§ **Set exercise**
Please extract each line in the entries below that contains the word "hair".

§ **Supplied entries**
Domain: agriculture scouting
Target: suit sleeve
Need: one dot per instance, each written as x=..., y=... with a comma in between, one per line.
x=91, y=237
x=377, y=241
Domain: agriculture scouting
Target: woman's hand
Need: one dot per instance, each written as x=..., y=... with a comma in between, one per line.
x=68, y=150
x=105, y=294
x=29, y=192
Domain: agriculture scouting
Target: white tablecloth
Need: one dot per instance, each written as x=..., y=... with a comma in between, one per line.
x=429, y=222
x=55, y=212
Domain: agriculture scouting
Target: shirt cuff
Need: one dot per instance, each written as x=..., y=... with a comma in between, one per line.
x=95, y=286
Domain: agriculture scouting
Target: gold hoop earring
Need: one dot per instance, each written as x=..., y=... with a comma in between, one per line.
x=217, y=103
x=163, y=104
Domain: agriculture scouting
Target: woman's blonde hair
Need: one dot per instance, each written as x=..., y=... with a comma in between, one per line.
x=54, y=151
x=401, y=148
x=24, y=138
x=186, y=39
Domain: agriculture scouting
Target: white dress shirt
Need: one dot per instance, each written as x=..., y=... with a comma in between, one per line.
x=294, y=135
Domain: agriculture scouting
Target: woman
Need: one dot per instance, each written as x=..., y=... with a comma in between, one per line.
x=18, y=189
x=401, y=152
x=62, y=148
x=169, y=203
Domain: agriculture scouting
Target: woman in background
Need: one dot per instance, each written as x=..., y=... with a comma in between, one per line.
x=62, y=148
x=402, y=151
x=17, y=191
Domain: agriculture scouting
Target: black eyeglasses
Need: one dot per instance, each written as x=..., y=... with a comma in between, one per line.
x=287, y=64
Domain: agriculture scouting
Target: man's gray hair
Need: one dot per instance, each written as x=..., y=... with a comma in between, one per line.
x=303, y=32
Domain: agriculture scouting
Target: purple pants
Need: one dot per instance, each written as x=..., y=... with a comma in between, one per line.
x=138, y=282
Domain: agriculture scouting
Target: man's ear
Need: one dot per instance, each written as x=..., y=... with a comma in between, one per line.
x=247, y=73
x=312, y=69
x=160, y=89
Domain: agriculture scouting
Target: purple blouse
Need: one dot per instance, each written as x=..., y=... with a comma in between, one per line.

§ **The answer**
Target: woman's blonde hair
Target: man's gray hair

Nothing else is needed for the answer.